═════ Document

Never heard of that. I will give you the benefit of the doubt that it’s true, but should point out…

We don’t do it any more.

As for your notion of the “canonical list of ingredients”, I don’t think it’s the pasta that offends purists. ChiliMac is a thing even in Texas, (or maybe not). The disconnect stems from the inclusion of cinnamon, broccoli, crickets or whatever the hell else they put in there. It may be delicious, but don’t try to tell a Texan it’s chili.

Clearly, it’s not. :wink:



My company merged with a bigger one and after about 6 months, they had everyone in my department fly over to their DFW-area HQ for a meet & greet week. My boss had visited our location a few times but we hadn’t met much of the larger department. He and I had already bragged at each other about our cooking but he was sure he was better, for no reason other than he was an arrogant git.

A “teambuilding” event that week was in an old converted barn in Fort Worth. They had a comedian and lots of booze and light hors d’oeuvres. It wasn’t until after the magician closed out his set that we learned the main event was to be like one of those competitions on the Food Network.

We had 40 people broken randomly into 5 teams of 8. There was a food pantry with decent provisions, seriously bad utensils and cookware, and each team had 2 propane burners. And 3 rotating “genuine chefs” to offer advice.

We were told we had 45 minutes to put together competition chili. On my team were 3 women, including the department VP, none of whom could cook (the VP’s comment was, “That’s what restaurants are for!”). Of the 4 other men, one guy, Butler, said he was a decent cook and the rest professed ignorance.

══════════
═════ Extracted information

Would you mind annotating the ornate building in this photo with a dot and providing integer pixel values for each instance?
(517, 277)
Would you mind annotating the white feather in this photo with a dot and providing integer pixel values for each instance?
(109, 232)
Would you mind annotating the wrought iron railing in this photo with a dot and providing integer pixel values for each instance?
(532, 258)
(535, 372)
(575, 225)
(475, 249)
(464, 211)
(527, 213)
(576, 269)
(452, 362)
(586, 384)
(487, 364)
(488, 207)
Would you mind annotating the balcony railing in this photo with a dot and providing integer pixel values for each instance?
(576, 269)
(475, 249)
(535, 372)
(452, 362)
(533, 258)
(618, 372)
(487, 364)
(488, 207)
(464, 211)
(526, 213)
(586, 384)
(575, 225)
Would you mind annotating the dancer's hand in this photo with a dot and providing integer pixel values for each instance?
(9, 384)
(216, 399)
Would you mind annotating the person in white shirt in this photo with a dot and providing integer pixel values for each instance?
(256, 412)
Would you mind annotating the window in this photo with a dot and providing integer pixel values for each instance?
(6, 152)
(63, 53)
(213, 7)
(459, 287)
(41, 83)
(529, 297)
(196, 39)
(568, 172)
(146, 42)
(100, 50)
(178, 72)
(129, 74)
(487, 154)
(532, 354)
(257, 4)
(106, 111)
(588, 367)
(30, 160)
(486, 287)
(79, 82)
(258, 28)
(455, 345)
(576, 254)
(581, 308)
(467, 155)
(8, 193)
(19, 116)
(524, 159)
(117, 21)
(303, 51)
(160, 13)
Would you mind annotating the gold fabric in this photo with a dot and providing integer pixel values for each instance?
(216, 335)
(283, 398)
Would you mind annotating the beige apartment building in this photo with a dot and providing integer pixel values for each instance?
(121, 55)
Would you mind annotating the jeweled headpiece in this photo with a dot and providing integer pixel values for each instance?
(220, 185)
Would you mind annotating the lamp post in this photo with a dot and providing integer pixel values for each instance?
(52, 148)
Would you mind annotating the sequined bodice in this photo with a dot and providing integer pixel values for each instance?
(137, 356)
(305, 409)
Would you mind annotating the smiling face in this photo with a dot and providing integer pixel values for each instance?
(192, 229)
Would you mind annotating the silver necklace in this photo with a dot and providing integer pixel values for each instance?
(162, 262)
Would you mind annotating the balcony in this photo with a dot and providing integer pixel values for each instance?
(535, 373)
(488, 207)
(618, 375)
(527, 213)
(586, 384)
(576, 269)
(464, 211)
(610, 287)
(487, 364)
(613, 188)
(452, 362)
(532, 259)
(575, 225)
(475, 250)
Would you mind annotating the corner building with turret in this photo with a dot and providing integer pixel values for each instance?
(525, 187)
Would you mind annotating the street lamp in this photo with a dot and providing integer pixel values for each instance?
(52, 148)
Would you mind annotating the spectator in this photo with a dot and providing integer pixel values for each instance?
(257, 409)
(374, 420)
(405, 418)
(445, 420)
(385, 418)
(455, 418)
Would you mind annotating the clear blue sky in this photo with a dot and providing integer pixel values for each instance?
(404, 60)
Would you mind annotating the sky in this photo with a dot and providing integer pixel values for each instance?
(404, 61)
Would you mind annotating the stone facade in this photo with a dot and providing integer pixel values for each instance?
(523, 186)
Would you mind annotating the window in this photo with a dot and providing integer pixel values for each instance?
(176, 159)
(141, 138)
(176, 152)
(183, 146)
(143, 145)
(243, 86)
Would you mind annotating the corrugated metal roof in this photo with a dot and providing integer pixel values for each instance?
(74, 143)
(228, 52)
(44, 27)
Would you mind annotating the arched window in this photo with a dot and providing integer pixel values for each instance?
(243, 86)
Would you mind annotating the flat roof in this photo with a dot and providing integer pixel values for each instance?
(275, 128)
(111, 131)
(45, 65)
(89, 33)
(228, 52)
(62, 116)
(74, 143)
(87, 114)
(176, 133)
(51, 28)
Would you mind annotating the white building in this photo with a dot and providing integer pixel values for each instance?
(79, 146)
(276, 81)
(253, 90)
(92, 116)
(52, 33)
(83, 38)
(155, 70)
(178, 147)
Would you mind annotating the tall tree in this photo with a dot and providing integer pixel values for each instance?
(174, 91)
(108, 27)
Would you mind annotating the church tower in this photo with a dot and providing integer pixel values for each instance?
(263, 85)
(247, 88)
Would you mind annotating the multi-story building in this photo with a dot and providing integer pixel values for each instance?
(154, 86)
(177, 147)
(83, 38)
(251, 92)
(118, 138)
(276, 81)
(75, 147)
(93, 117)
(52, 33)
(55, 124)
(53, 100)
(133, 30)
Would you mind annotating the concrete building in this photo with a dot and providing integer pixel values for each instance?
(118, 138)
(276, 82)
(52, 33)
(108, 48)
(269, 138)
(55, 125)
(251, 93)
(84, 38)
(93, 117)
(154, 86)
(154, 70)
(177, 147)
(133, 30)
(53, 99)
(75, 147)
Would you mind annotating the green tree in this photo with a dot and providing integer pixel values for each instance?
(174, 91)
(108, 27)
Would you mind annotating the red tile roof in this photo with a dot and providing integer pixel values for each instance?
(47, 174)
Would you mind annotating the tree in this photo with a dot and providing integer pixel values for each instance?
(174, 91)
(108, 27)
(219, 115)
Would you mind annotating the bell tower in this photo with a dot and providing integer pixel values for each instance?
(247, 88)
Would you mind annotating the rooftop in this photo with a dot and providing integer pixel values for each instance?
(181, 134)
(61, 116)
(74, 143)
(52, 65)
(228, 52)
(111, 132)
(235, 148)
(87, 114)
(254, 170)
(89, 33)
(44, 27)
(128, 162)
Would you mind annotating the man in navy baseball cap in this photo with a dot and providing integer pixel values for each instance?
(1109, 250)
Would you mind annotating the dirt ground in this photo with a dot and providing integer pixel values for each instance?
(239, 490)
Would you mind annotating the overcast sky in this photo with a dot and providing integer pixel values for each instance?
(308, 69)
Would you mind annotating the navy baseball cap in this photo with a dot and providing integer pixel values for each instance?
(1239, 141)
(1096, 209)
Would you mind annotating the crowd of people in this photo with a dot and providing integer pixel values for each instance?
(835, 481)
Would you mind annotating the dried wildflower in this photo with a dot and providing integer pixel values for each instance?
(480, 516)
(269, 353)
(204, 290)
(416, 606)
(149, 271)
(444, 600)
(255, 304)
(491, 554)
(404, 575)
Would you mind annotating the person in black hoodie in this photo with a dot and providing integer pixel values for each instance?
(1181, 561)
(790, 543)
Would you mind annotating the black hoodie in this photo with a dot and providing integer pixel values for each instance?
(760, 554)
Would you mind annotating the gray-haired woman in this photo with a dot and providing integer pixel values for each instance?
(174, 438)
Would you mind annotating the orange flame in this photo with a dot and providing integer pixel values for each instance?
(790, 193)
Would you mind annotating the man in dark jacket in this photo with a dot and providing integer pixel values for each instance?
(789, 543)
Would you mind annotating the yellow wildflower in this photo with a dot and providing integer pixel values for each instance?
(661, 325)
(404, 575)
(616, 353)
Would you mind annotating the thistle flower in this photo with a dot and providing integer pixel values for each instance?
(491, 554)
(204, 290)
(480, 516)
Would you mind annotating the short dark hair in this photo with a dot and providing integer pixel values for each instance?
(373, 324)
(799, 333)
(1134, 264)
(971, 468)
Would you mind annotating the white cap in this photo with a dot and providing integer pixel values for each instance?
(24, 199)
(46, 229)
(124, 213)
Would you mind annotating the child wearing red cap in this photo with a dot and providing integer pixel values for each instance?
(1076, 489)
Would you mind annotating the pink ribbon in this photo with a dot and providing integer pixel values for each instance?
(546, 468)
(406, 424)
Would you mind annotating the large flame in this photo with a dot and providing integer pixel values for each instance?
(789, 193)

══════════

→ **Tasks to carry out**
1) Can you extract, word for word, the part of the chili post from "My company merged" to "an arrogant git."?
2) Which lines of the listing contain the word "person"? Pull out every one of them in full.

→ **Solutions in order**
1)
My company merged with a bigger one and after about 6 months, they had everyone in my department fly over to their DFW-area HQ for a meet & greet week. My boss had visited our location a few times but we hadn’t met much of the larger department. He and I had already bragged at each other about our cooking but he was sure he was better, for no reason other than he was an arrogant git.

2)
Would you mind annotating the person in white shirt in this photo with a dot and providing integer pixel values for each instance?
Would you mind annotating the person in black hoodie in this photo with a dot and providing integer pixel values for each instance?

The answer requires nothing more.